▶ EXERCISE: Could you copy every line in full, starting at the beginning of the records and going on through the line with "[287,57,350,137]", but with each bounding-box coordinate in the answers multiplied by 0.4 and rounded to a whole number, halves rounding up?

Extracted records
##########

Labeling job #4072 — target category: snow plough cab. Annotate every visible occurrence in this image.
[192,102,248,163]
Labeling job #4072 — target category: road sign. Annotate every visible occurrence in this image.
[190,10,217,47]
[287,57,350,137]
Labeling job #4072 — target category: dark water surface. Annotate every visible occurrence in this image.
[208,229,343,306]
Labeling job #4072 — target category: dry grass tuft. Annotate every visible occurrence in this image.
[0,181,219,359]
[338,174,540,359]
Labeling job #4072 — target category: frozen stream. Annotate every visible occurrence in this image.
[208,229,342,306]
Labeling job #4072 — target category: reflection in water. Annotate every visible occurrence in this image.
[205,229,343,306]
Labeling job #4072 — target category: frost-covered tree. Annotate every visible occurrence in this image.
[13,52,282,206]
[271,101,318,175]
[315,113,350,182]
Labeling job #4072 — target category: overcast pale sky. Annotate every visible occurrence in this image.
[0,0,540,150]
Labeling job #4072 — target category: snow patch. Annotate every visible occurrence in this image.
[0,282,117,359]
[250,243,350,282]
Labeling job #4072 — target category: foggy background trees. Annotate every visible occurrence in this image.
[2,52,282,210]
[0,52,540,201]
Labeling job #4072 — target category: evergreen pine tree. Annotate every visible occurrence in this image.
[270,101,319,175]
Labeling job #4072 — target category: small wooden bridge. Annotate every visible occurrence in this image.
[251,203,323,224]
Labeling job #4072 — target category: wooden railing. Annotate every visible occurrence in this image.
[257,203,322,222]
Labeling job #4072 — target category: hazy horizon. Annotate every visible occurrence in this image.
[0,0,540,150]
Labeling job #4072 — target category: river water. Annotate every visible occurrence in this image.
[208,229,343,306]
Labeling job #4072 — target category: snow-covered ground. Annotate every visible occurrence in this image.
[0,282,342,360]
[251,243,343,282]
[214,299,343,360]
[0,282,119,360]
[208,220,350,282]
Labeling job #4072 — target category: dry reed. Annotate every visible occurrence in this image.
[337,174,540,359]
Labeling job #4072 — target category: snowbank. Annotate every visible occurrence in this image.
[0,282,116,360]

##########

▶ EXPECTED ANSWER:
Labeling job #4072 — target category: snow plough cab. Annotate every visible occurrence in this image.
[77,41,99,65]
Labeling job #4072 — target category: road sign. Annotate every visible occurrence in this image.
[76,4,87,19]
[115,23,140,55]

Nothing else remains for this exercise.